EXTRAHIERTER TEXT
^^^^^^^^

Ich glaube dein Problem liegt weniger am Code/Programm, sondern schon in der DB. Ich weiß nicht wie diese aussieht, wenn sie aber richtig designt ist, sollte die Tabelle aber einen ForeignKey-Check haben, sprich nur wenn es den Artikel gibt, kann man auch den Wert speichern.
Gibt es den Aritkel(bzw. die Nummer) nicht, wirft die DB einen Fehler.

Aber wenn du schon ein PreparedStatement verwendest(völlig richtig), wieso parst du den Text nicht zu einem Int und ruft die Entsprechende setInt Methode auf?


----------



## Thomas.JJu (1. Sep 2016)

Also in der Datenbank gibt es die ID,( die sich selber immer um 1 erhöt), Artikelnummer,Artikelbezeichnung, Menge und Lagerort. Und wenn ich was Bestelle soll nur Artikelnummer und Menge eingegeben werden. Das soll dann automatisch aus der Datenbank gelesen werden. Ich weiß nicht ob das so möglich ist wie ich es mir vorstelle ?


----------



## kiwara (1. Sep 2016)

Das heißt du hast nur eine Tabelle?
Die Frage ist, wenn du etwas bestellst, wobei ich hier mal annehme, dass bestellen bedeuten soll die Menge im Lager des bestellten Artikels wird (über kurz oder lang) verringert, wieso du dann in dieselbe Tabelle etwas hineinschreiben möchtest.
Wenn das so der Fall ist, würde es sich sehr lohnen eine neue Tabelle zu erstellen, wo dann die Bestellungen rein gehen.
Oder versteh ich da irgendwas falsch?


----------



## Joose (1. Sep 2016)

Es wäre praktisch wenn du grob dein Datenbankmodell zeigst und beschreibst.
Und dann natürlich bei was genau du hängst  bei der Überprüfung ob die eigebene ID bzw. Menge vorhanden ist?


----------



## Thomas.JJu (1. Sep 2016)

Ich hab mich falsch ausgedrückt. Also ich habe eine Tabelle in meiner Datenbank in der hab ich (Id, Artikelnummer,Artikelbezeichnung , Menge und Lagerort) In der sind auch schon Artikel drinn. Nun soll beim  Programm beim Bestellen nur Artikelnummer und Menge eingegben werden. Dies soll dann aus der vorhanden Tabelle ausgelesen werden und in einer Jtable eingetragen werden was bestellt wurde. 

Ich hoffe ich konnte das bessser darstellen was ich meine


----------



## Joose (1. Sep 2016)

Du musst zuerst mal ein Statement ausführen was überprüft ob die eingegeben Artikelnummer vorhanden (in ausreichender Menge) vorhanden ist.
Sollte dies erfolgreich sein kannst du den Eintrag im JTable machen.

So in der Art 
`SELECT * FROM Tabellenname WHERE Artikelnummer = ? AND SUB(Menge - ?) > 0;` 
Als Ergebnis bekommst du dann den entsprechenden Datensatz.


----------



## Thallius (1. Sep 2016)

^^^^^^^^

(Einträge aus einer Beschriftungssammlung)

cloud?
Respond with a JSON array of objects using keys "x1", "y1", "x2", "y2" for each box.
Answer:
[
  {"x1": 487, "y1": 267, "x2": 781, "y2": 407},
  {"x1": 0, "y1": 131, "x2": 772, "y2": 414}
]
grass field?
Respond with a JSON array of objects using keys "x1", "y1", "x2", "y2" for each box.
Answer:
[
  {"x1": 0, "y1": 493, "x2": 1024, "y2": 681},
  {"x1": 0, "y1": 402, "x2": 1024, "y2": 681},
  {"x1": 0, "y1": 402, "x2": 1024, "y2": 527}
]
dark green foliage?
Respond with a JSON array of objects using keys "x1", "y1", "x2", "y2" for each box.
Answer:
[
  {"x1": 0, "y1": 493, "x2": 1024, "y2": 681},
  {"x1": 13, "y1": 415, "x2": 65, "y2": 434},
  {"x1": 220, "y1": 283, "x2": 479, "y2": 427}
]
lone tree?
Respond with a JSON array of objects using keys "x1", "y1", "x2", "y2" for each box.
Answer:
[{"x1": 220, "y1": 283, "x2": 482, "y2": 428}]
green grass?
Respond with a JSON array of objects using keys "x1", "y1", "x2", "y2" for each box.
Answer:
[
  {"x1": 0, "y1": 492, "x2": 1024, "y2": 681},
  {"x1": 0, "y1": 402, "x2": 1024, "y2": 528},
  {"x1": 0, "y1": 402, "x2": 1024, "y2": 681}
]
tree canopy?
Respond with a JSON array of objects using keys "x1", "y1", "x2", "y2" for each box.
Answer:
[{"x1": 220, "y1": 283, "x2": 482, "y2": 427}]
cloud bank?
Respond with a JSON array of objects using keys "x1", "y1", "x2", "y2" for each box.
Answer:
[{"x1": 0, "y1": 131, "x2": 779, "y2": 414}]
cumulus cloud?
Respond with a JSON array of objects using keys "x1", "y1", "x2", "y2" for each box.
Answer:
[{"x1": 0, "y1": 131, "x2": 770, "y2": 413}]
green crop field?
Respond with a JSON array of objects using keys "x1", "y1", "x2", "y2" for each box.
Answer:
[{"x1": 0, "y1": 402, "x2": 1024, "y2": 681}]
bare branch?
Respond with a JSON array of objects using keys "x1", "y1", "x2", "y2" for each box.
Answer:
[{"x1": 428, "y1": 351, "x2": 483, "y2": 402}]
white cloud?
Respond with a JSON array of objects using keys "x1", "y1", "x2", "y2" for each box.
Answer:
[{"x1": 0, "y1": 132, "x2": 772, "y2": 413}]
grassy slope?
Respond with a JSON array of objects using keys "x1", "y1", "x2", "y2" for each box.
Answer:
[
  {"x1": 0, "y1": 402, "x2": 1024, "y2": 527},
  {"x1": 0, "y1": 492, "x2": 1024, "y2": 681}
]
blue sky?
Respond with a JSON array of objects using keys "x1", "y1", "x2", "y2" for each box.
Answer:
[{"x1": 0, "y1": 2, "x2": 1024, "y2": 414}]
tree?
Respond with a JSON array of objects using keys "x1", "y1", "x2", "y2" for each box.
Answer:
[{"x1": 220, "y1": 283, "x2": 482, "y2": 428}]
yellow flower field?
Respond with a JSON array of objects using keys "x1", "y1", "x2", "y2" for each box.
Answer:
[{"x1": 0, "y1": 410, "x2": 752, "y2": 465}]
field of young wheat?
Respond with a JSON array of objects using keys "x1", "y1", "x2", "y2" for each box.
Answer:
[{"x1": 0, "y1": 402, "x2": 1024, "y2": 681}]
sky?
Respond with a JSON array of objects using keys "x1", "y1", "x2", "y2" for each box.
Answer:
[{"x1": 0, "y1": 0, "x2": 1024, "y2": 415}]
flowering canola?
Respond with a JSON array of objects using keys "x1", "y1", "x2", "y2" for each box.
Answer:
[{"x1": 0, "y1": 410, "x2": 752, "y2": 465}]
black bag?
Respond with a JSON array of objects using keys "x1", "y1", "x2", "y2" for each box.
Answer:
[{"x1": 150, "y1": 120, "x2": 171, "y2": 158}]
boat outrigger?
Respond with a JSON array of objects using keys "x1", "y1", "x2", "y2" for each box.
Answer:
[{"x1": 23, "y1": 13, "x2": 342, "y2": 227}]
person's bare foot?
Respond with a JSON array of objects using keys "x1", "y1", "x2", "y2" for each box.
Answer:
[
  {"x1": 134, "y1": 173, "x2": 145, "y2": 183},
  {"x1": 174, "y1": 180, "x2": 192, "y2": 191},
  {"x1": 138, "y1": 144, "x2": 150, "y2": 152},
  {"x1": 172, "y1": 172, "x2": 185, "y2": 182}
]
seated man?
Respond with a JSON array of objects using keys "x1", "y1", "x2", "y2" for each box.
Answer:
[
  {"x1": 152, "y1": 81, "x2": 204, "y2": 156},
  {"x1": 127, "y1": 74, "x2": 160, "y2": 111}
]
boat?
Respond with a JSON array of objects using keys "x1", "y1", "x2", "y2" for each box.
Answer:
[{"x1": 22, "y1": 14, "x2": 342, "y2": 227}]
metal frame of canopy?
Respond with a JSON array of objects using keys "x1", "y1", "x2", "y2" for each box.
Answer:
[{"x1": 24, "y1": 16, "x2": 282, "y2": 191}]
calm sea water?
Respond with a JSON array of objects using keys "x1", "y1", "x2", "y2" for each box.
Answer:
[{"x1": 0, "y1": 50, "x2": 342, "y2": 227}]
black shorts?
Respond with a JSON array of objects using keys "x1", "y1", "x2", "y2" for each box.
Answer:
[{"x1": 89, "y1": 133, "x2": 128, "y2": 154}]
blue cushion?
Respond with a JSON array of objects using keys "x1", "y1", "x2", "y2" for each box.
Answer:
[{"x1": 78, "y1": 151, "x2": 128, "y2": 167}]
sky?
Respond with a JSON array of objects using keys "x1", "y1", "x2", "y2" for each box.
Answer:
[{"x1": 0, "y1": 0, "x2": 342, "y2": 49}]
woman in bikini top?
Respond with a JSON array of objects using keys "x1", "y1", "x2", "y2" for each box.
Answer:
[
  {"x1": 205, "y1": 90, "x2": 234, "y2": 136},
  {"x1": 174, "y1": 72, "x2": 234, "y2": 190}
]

^^^^^^^^

KURZE ÜBUNG
Beantworte diese Fragen zum Forumsgespräch über Artikelbestellungen:
(a) Welche Spalten hat laut Thomas.JJu die Tabelle in seiner Datenbank?
(b) Was sollte man laut kiwara für die Bestellungen anlegen?
(c) Wo soll der Eintrag laut Joose gemacht werden, wenn die Prüfung erfolgreich ist?

ERGEBNIS DER AUFGABE
(a) Id, Artikelnummer, Artikelbezeichnung, Menge und Lagerort.
(b) Eine neue Tabelle, in die die Bestellungen kommen.
(c) Im JTable.